The task: For the records shown below, return an exact copy that excludes the pictures.

Point-per-instance localization data:
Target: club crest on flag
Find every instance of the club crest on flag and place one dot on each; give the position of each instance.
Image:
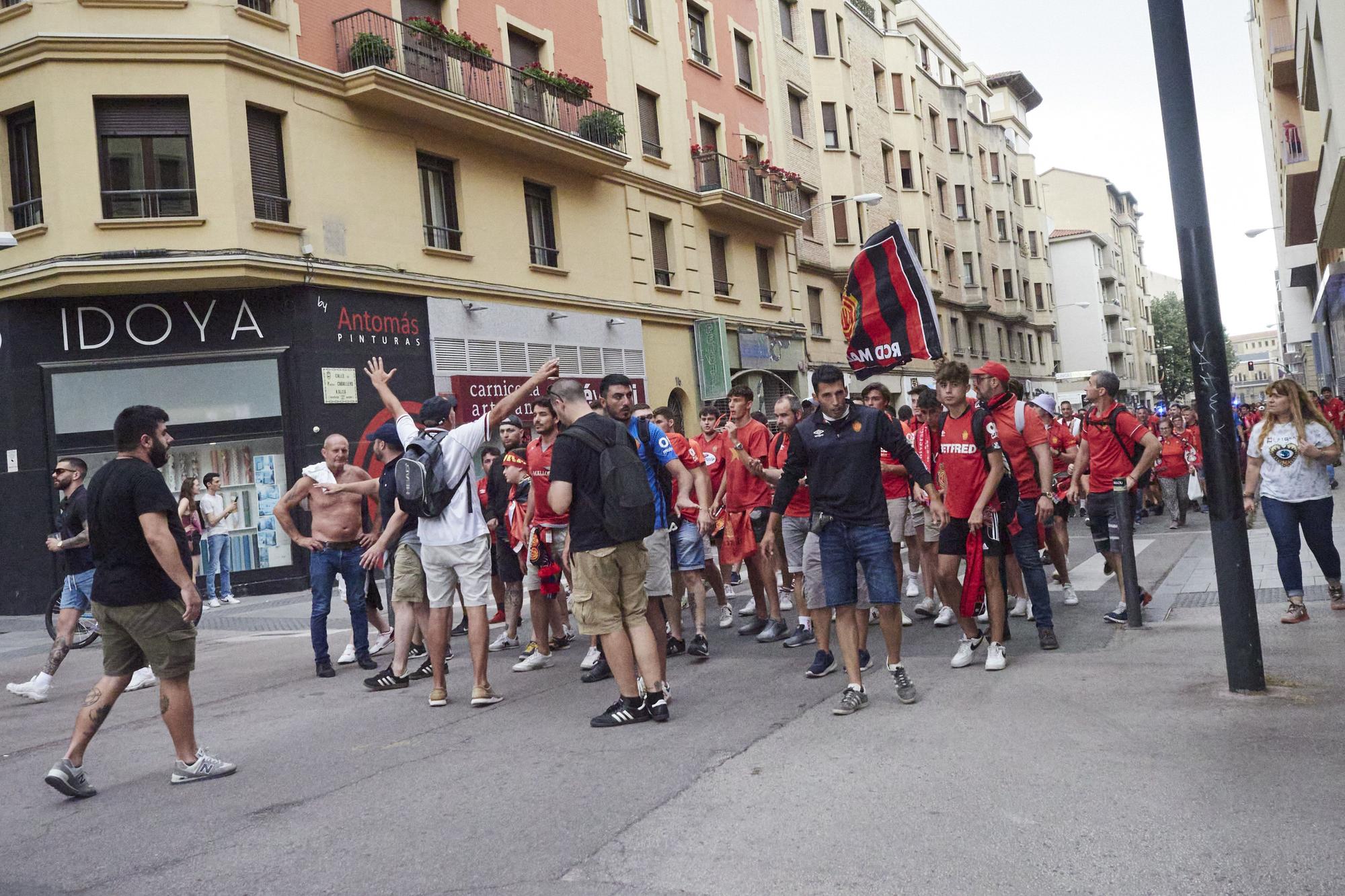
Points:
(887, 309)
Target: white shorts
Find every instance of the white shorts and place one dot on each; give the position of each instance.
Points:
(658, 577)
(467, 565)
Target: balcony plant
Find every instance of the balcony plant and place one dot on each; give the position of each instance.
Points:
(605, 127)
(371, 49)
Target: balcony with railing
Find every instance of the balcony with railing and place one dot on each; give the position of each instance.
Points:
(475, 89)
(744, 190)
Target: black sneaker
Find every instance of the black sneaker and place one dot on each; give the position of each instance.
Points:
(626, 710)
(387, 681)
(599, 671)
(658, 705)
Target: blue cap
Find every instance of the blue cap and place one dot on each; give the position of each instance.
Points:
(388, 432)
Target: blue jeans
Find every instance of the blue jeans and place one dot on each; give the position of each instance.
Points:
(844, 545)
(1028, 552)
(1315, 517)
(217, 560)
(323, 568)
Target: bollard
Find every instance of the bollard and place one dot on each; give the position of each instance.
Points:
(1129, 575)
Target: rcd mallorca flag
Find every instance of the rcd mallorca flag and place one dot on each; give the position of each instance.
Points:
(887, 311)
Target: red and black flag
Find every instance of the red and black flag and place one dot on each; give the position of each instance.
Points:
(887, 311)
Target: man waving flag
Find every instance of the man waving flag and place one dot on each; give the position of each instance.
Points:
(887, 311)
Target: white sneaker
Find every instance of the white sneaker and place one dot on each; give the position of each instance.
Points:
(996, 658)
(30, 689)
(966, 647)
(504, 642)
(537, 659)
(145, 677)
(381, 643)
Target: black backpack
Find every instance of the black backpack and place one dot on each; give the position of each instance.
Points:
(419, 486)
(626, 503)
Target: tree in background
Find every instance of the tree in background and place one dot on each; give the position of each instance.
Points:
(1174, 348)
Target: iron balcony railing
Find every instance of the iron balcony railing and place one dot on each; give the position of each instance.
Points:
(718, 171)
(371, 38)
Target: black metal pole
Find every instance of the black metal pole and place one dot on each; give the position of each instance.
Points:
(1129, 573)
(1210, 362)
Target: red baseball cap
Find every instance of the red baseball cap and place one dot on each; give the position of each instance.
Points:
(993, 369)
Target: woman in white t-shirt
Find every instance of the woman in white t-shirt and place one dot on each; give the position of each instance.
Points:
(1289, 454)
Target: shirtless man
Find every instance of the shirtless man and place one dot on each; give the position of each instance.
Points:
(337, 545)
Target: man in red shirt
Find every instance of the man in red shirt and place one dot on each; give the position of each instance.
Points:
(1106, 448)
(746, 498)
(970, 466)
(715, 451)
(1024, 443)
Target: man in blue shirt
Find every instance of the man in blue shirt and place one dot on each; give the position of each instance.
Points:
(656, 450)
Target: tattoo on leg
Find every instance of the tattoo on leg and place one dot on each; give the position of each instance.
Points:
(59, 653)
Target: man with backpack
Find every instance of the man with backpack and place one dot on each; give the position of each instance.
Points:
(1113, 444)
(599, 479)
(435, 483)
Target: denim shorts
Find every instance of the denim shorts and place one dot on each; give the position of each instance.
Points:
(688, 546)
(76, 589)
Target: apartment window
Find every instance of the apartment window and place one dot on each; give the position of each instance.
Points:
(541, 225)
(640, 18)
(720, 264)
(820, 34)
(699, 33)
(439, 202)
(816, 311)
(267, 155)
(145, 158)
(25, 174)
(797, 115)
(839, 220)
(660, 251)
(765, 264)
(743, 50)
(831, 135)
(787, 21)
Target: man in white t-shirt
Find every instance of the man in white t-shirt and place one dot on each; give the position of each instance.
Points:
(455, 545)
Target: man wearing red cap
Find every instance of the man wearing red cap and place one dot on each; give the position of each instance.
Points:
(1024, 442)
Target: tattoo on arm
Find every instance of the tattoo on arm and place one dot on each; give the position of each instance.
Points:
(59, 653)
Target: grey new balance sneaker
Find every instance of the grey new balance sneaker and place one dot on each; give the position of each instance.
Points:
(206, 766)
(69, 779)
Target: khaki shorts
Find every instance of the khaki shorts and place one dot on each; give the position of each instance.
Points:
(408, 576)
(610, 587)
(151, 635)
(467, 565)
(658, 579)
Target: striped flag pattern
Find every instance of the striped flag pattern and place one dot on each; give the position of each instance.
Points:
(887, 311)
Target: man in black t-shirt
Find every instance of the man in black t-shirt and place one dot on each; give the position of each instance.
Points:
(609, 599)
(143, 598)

Exercise output:
Target: club crest on flag
Find every instance of the club crest on flag and place one dot on each; give the position of each instance.
Image:
Points:
(887, 309)
Target: white shorts
Find every instance of the white shorts and place one dot on each; give the position of each instance.
Points:
(658, 577)
(467, 565)
Target: balcony plant
Find every instance of the balcony plant and place one dot on each; give the position of each instance.
Points:
(605, 127)
(371, 49)
Target: balcony with railing
Find every instance of the balcony with railing and place one dot on each; give the position of each instance.
Points:
(475, 89)
(744, 190)
Target: black sneaker
Find every instance of the black sneaker and place one dot on each; give the position of each instance.
Points:
(626, 710)
(387, 681)
(599, 671)
(658, 705)
Target: blue cap
Find every instance of the blue cap and place one dot on each; give the position of each instance.
Points:
(388, 432)
Target: blue jeans
Find every instance of the blue jeans and place one dot on each; give the position of each instance.
Points:
(844, 545)
(1028, 552)
(1315, 517)
(217, 560)
(323, 568)
Target: bollard
Find every instance of the bollard and place one dot on each; give the position of each instance.
Points:
(1129, 575)
Target: rcd mallorca flag
Find every instance of the rcd mallorca flag and place one dot on each; give the position of each instance.
Points:
(887, 311)
Target: red and black flag
Find every instance of the red and black flag and place one dot on each; give the position of each instance.
Points:
(887, 311)
Target: man waving flag
Find every instance of the man waving flag and place one dot on each; give the position of each instance.
Points:
(887, 311)
Target: white sneaker
Find every instance of the white sneaker and place one dot on each; give the position of each instance.
Points:
(996, 658)
(30, 689)
(966, 647)
(504, 642)
(537, 659)
(145, 677)
(381, 643)
Target: black backpack
Find every instance of the black backpack and place one dot on each; give the position of each instance.
Points:
(419, 486)
(626, 503)
Target: tree in background
Find every instance of the tree in background and place one dot on each; give the position of each instance.
Points:
(1174, 348)
Target: iron balcony railing
Find every instance of the iron balcony railing and place one dot on each; give the position of each instance.
Points:
(718, 171)
(371, 38)
Target: black metal pole
Find every instance of the black metal pole and place one dot on each; give the position of each instance.
Points:
(1129, 573)
(1210, 362)
Target: red baseball cap
Find every instance of the red baseball cap and place one dot on each; give the position of each instance.
Points:
(993, 369)
Target: woman in white t-shirt
Find every instance of the woman in white t-shirt and place one dot on each; give the position of each instance.
Points:
(1289, 454)
Target: shirtless man
Find every instance of the shirtless man and place one dot on each; give the position of each instance.
Points:
(337, 545)
Target: man in red shirt
Find every instance of the man in red shirt and place one dot on each; give the position of each instance.
Points:
(1106, 448)
(746, 498)
(970, 466)
(715, 451)
(1024, 443)
Target: man in blue shirt
Find every instance of the man in blue shirt and place one dot on each; give the position of each instance.
Points:
(656, 450)
Target: tattoo on leg
Find every instance of the tattoo on leg and place one dot on each; give the position of each instance.
Points:
(59, 653)
Target: man with backpack
Find every instance of the man with backpack and place one dot on each; give the position of each instance.
Points:
(1113, 444)
(599, 479)
(435, 483)
Target: denim shorts
Find every instance of the denim shorts and place one dot on each; give the position of each instance.
Points:
(688, 546)
(76, 589)
Target: apartment window
Find every instance of the apartment window and place one dot on each; give the position of each instance.
Points:
(541, 225)
(640, 18)
(720, 264)
(820, 34)
(699, 33)
(439, 202)
(816, 311)
(267, 155)
(145, 158)
(25, 174)
(797, 115)
(839, 220)
(660, 251)
(765, 264)
(743, 50)
(831, 135)
(787, 21)
Target: man in white t-shirt
Find every instance of the man in white t-shirt and place one dot on each; give the position of each instance.
Points:
(455, 545)
Target: man wearing red cap
Find every instance of the man wearing red cap and place one dot on each; give the position of each instance.
Points:
(1024, 442)
Target: tattoo on arm
Find every instance of the tattoo on arm and place one dot on each; give the position of each instance.
Points:
(59, 653)
Target: grey new balance sneaker
Find every instance of the grey new balance sneaker and place one dot on each; give the position of each instance.
Points:
(206, 766)
(69, 779)
Target: khaki shorts
Find every instance of the khaki shorts and place one dot on each; give the position of each instance.
Points:
(408, 576)
(610, 587)
(151, 635)
(467, 565)
(658, 579)
Target: striped flag pattern
Find every instance of the striped flag pattern and place one dot on each; give the position of each instance.
Points:
(887, 311)
Target: man in black t-shirt
Find every instance of the man in black t-shirt and place one dot on each; give the position of each instance.
Points:
(609, 599)
(143, 598)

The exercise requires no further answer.